REQUEST – Reproduce the text of every item below word for word, omitting the pictures.

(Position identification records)
########
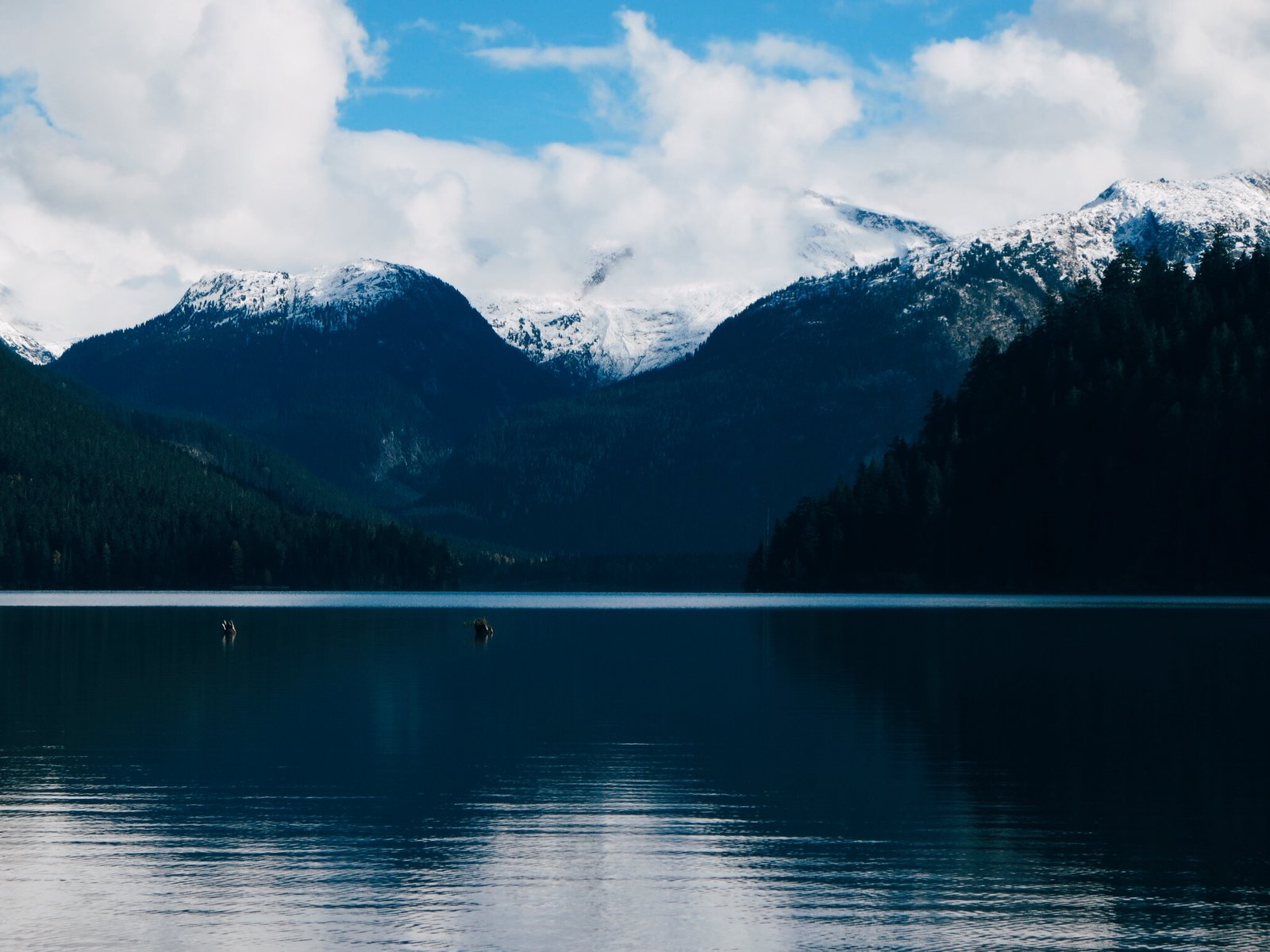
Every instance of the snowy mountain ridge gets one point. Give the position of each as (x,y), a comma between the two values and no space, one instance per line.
(21,342)
(600,336)
(1176,219)
(324,298)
########
ANSWER TO THIS PROBLEM –
Every instance of the snowy mountain ridge gets one point. Give the position of each as (x,y), a comma between the two values and no space, one instance per line.
(21,342)
(600,336)
(1176,219)
(324,298)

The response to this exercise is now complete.